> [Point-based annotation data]
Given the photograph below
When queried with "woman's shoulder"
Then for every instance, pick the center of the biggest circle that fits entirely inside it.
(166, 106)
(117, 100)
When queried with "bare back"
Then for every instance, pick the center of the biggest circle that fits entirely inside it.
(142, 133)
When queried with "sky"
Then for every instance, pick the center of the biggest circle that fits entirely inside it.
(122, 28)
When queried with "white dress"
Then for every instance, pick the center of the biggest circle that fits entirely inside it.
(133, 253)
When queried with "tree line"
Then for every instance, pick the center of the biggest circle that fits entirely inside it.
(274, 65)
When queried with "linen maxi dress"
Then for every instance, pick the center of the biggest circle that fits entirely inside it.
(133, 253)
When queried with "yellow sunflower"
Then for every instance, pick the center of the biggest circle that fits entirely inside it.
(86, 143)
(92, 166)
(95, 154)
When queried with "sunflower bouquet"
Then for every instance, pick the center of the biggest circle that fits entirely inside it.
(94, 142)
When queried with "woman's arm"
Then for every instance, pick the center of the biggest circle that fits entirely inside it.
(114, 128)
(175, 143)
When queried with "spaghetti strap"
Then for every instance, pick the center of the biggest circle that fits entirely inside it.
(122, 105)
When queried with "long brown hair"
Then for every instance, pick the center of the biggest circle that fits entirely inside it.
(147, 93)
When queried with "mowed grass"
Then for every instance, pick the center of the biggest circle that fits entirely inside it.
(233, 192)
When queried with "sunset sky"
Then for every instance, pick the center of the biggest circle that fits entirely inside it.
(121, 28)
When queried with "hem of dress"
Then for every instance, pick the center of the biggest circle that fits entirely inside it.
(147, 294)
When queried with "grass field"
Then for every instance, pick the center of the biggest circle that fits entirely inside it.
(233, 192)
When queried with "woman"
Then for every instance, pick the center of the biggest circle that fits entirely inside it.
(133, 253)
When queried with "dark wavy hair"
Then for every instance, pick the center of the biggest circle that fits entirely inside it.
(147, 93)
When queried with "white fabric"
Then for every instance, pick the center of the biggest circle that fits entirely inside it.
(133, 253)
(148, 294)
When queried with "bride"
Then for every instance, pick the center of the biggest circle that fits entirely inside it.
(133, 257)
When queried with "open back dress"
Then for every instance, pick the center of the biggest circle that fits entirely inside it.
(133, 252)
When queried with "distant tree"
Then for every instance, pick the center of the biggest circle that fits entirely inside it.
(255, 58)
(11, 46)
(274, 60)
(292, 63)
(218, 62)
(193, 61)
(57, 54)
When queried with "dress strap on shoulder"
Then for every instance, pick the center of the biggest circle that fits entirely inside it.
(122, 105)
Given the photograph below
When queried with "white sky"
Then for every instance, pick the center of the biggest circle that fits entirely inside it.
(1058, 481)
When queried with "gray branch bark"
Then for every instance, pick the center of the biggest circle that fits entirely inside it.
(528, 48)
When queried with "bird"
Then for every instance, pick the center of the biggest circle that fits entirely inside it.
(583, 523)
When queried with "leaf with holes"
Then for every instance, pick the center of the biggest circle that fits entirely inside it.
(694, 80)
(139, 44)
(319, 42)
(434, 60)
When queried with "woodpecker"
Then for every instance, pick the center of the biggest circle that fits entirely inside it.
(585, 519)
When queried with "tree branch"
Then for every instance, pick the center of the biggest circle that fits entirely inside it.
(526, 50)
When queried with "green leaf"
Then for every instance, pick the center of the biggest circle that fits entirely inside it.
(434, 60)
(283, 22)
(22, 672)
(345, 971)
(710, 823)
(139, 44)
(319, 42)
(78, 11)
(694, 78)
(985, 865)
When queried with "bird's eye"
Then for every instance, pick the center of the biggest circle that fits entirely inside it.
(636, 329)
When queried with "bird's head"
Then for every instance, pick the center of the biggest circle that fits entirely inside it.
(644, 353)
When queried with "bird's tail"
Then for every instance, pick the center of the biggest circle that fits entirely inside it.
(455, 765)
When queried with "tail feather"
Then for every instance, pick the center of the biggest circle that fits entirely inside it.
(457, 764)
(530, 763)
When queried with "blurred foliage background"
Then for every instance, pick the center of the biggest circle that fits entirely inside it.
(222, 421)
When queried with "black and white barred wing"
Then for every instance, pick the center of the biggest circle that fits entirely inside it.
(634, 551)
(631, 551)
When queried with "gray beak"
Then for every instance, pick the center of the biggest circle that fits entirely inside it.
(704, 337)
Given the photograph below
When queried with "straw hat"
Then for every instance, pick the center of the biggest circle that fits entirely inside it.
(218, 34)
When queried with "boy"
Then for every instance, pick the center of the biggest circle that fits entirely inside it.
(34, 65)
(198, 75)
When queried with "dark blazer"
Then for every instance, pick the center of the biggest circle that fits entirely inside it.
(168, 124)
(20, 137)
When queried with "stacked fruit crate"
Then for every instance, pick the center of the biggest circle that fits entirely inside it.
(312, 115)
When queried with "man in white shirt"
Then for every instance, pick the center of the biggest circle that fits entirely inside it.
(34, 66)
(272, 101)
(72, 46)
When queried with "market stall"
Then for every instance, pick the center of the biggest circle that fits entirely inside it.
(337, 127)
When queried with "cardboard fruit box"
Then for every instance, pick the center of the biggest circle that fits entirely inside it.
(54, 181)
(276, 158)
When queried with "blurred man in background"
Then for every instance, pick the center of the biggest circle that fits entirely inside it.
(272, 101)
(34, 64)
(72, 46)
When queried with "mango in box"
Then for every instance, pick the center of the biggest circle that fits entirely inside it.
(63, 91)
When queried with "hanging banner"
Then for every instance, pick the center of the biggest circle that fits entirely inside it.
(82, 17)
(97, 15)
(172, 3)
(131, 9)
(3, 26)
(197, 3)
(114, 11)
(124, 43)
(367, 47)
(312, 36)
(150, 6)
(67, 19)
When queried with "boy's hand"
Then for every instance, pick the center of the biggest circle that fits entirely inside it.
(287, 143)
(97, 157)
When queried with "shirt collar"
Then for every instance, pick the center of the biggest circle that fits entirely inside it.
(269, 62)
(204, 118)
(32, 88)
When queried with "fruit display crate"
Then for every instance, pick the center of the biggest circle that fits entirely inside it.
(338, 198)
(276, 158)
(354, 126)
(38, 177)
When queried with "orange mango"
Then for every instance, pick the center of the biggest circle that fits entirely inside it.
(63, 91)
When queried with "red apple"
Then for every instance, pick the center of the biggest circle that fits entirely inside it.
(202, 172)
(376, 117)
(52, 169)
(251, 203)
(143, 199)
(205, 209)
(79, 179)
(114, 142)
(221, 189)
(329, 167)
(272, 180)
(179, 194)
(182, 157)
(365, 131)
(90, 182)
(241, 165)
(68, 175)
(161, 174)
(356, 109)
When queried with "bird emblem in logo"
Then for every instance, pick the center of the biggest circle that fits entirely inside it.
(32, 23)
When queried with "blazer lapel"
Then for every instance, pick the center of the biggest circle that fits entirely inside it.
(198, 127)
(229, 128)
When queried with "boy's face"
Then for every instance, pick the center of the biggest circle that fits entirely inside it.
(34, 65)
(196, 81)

> [Description of the task] Locate each line of the items that contains the string "tree" and copy it. Matching is case-sensitive.

> [Solution for this exercise]
When queried with "tree line"
When queried with "distant tree"
When queried with "tree branch"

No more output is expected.